• [What you have to do]
Every entry below should be transcribed exactly; pictures stay out of the copy.

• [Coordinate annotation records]
::::::

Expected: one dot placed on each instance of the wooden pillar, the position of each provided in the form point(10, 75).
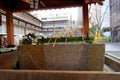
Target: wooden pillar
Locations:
point(25, 28)
point(85, 20)
point(10, 28)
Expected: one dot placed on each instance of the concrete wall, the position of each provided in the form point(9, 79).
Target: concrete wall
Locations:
point(56, 75)
point(87, 57)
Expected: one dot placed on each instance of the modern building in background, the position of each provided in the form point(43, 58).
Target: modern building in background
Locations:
point(58, 19)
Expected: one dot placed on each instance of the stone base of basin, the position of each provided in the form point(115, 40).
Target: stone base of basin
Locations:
point(85, 57)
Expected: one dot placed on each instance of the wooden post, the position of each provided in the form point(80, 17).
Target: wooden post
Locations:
point(85, 20)
point(10, 29)
point(25, 28)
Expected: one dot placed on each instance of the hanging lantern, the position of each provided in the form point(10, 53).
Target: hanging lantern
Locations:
point(34, 4)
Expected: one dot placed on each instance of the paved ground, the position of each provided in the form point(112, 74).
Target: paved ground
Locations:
point(113, 49)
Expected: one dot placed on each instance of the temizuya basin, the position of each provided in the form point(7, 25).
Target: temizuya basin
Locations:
point(63, 56)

::::::

• [Final result]
Expected: one dot placed on each instance of the wooden pillar, the position of each provided in the form point(10, 75).
Target: wooden pillar
Locations:
point(25, 28)
point(85, 20)
point(10, 28)
Expected: one dot placed on each instance of the concrete wall, the position of each provided in the form point(9, 79).
Target: concrete wall
Locations:
point(56, 75)
point(87, 57)
Expected: one dot placed on each instance of the modern building in background, the position of each provided in the form point(43, 58).
Target: modern building in background
Locations:
point(58, 19)
Expected: one dot placed on each instance of the stone base of basin, the position of each provided in the form point(115, 40).
Target: stone base of basin
Locations:
point(85, 57)
Expected: one dot placed on each instance of the wooden post, the position of each provided in the form point(80, 17).
Target: wooden post
Locations:
point(85, 20)
point(10, 29)
point(25, 28)
Expected: one dot placed on each instance of the hanging lantern, the position of each provided in the form point(10, 53).
Target: hanging lantern
Locations:
point(34, 4)
Expected: one dot placed on each instance of the paved ground, the position of each provided in the form point(112, 74).
Target: paved ground
Locations:
point(113, 49)
Expected: one dot placed on each instance of the temizuya basin, the position of each provided in the form point(7, 25).
Target: temizuya basin
Locations:
point(63, 56)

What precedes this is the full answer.